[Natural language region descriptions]
- Opening Delimiter -
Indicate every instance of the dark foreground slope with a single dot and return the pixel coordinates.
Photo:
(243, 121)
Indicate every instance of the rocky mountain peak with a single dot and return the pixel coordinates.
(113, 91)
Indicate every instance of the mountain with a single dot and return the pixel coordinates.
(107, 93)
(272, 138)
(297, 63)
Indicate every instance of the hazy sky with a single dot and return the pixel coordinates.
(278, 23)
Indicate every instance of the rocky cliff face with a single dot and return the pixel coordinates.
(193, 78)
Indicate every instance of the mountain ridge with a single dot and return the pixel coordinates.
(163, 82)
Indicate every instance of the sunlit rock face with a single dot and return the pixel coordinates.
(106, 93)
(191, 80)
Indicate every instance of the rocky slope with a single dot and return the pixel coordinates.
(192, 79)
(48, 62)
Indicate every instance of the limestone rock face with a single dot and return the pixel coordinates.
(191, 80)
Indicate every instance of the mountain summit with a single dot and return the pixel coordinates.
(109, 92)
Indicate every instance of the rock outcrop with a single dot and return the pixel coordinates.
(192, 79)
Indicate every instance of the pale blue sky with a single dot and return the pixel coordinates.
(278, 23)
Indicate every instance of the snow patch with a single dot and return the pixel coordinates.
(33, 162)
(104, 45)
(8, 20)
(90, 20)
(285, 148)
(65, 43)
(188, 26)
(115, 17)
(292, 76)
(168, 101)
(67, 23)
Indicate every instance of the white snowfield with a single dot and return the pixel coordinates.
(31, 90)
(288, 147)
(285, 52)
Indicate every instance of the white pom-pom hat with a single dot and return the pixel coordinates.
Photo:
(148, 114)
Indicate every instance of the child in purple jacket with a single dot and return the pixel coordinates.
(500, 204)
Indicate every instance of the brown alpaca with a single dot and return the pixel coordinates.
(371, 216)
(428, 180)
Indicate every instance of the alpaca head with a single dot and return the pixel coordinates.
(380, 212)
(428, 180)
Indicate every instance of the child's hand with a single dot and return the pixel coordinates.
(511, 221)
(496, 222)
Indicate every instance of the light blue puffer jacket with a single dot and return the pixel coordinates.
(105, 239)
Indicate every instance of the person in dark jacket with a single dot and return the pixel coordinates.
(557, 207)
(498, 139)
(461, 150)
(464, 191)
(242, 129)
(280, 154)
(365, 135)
- Closing Delimiter -
Exercise objective: Exact retyping of every entry is required.

Response to this task:
Indicate every instance of the dark foreground slope with a single dot and return the pixel coordinates.
Photo:
(243, 121)
Indicate every instance of the rocky mountain peak with a single dot and return the pixel coordinates.
(113, 91)
Indicate every instance of the mountain with a single dot and return the pixel coordinates.
(107, 93)
(272, 138)
(297, 63)
Indicate every instance of the hazy sky with a single dot and return the pixel coordinates.
(278, 23)
Indicate every instance of the rocky cliff face with a single dot and return the pixel coordinates.
(193, 78)
Indicate every instance of the mountain ridge with a single dot and return the pixel coordinates.
(163, 82)
Indicate every instance of the sunlit rock face with a single dot and return the pixel coordinates.
(106, 93)
(191, 80)
Indicate every instance of the rocky slope with a single dot and return the pixel coordinates.
(192, 79)
(48, 62)
Indicate every instance of the limestone rock face with a single dot and return the pixel coordinates.
(191, 80)
Indicate every instance of the mountain summit with a single dot and return the pixel coordinates.
(109, 92)
Indicate every instance of the rock outcrop with a single dot and return the pixel coordinates.
(192, 79)
Indicate every instance of the pale blue sky with a single dot and return the pixel coordinates.
(278, 23)
Indicate every instance of the snow patch with a single dot and return the pixel coordinates.
(33, 162)
(104, 45)
(8, 20)
(90, 20)
(285, 148)
(65, 43)
(188, 26)
(115, 17)
(292, 76)
(168, 101)
(67, 23)
Indicate every instance of the white snowfield with a single dot and return the pixel coordinates.
(31, 90)
(288, 147)
(285, 52)
Indicate every instance of the white pom-pom hat with a single dot and return the pixel coordinates.
Photo:
(148, 114)
Indicate every instance of the child in purple jacket with a single dot and return the pixel coordinates.
(500, 204)
Indicate every instance of the brown alpaca with a single dot and return the pixel coordinates.
(371, 216)
(428, 180)
Indicate every instance of the alpaca head with a single dot and return the pixel coordinates.
(380, 212)
(428, 180)
Indicate every instance of the child's hand with a single dot and return the pixel coordinates.
(511, 221)
(496, 222)
Indicate every instance of the light blue puffer jacket with a single dot and return the pixel coordinates.
(105, 239)
Indicate every instance of the person in dark jacket with a single dot and return the pixel coordinates.
(557, 207)
(498, 139)
(461, 150)
(464, 191)
(242, 129)
(280, 154)
(365, 135)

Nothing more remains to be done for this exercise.